### Record excerpts ###
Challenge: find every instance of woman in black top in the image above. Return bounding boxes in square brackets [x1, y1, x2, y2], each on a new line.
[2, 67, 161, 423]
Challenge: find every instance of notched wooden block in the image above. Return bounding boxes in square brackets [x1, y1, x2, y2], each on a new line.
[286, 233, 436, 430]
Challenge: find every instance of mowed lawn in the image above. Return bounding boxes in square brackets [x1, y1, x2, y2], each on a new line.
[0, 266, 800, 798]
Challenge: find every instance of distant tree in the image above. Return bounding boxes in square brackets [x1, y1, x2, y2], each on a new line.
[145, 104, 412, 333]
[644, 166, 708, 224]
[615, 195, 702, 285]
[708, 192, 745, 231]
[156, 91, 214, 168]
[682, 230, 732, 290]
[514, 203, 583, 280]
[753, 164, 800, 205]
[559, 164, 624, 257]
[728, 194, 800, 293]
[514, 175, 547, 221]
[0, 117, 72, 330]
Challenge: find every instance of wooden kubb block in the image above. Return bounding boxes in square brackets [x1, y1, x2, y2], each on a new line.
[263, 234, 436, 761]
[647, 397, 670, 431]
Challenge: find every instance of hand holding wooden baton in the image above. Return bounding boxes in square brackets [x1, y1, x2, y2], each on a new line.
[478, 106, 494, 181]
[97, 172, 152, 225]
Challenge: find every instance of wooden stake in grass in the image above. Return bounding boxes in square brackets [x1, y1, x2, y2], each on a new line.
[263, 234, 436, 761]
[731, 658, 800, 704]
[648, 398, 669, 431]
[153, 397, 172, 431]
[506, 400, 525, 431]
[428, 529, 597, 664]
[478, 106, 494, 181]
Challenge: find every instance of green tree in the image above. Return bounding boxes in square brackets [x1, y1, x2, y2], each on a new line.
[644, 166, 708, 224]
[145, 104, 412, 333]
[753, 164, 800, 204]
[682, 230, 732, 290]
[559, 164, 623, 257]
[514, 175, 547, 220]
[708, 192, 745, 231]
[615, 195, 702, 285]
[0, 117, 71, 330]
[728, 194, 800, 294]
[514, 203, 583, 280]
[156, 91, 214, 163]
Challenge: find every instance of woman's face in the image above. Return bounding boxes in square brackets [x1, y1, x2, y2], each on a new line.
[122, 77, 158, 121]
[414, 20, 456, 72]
###
§ **Prompt**
Please report every line of the records above that contains the word "block", copying each such line in full. Case counts when matching.

§ **Written response**
Challenge: find every instance of notched wooden block in the image above. Return bounding boxes in square brackets [x1, y1, x2, y2], each on a new line.
Challenge: find every instance of wooden kubb block in the image above. Return bounding boxes in square brackets [x1, y1, x2, y2], each on a new line.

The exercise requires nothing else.